Equally loud and brash but a tad younger are Fat Freddy’s Drop and The Gentleman’s Dub Club, both lively and likely lads with a penchant for all things JA orientated. The former were something of a headliner and hail from New Zealand, the second act are from Leeds and count Johnny Scratchley, one of the festival directors as their charismatic lead singer. Both bring swelling molten walls of bass and the skank that the Specials once owned by now floats free ready for anyone’s ears.

So after four days of pummeling sound, plummeting basslines, the most vicious or seductive of MCs and some of the most innovative concepts in rhythms we walk away in a blissful knowledge.

And this is that the spirit of Prince Buster, King Tubby, Rebel MC, Goldie, Shut Up and Dance, Jah Shaka, Hatcha, Benga and Skream and all the pioneers who carved their name into the genealogy of bass culture regardless of tempo, rhythms or locations is very much alive and thriving.

- **Stored rows**
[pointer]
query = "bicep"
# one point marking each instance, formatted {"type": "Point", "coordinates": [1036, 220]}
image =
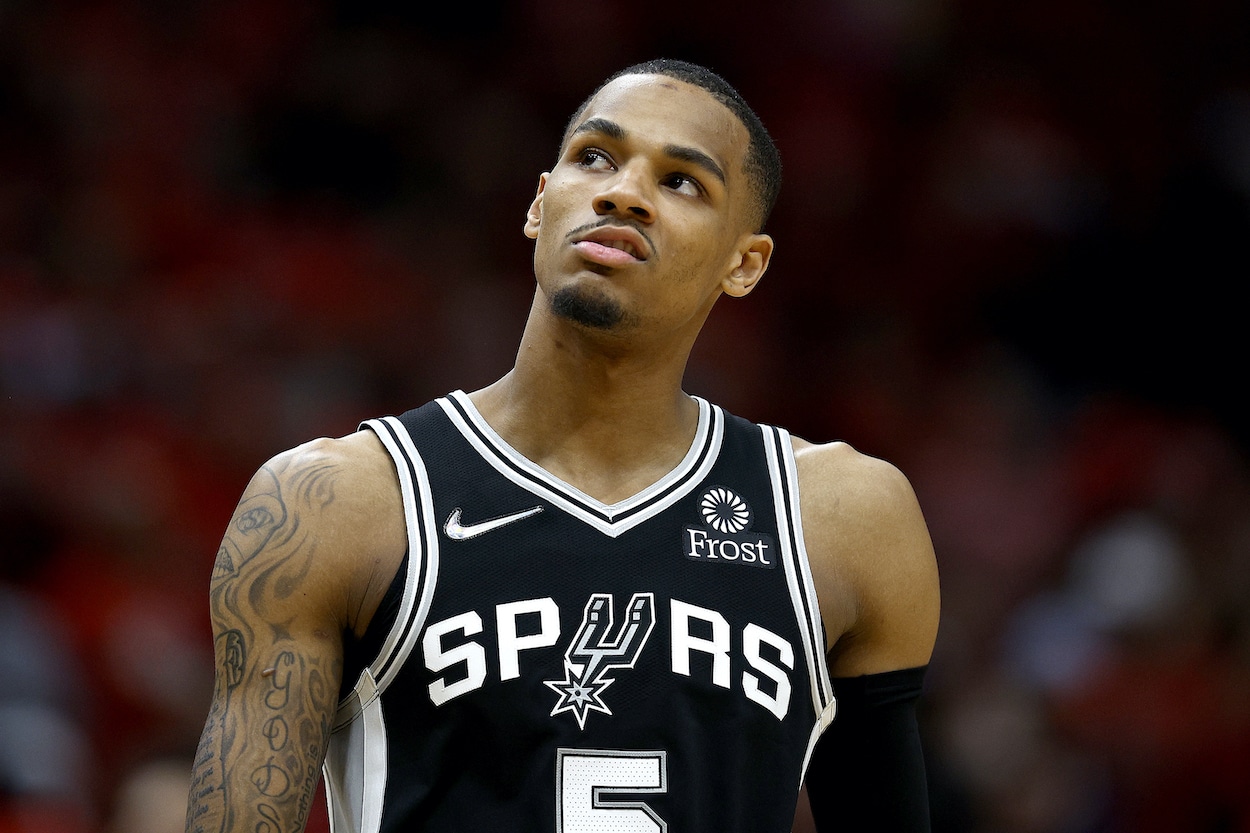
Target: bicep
{"type": "Point", "coordinates": [278, 653]}
{"type": "Point", "coordinates": [871, 547]}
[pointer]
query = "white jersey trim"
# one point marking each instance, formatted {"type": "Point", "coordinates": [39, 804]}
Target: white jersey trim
{"type": "Point", "coordinates": [610, 519]}
{"type": "Point", "coordinates": [355, 764]}
{"type": "Point", "coordinates": [779, 450]}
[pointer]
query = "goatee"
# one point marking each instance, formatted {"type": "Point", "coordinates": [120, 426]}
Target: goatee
{"type": "Point", "coordinates": [586, 308]}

- **Short exercise A**
In the festival review, where does The Gentleman's Dub Club come from?
- **Short exercise B**
Print the festival review between "So after four" and "alive and thriving.", inclusive.
The data has no connection to the festival review.

- **Reply A**
Leeds

- **Reply B**
So after four days of pummeling sound, plummeting basslines, the most vicious or seductive of MCs and some of the most innovative concepts in rhythms we walk away in a blissful knowledge.

And this is that the spirit of Prince Buster, King Tubby, Rebel MC, Goldie, Shut Up and Dance, Jah Shaka, Hatcha, Benga and Skream and all the pioneers who carved their name into the genealogy of bass culture regardless of tempo, rhythms or locations is very much alive and thriving.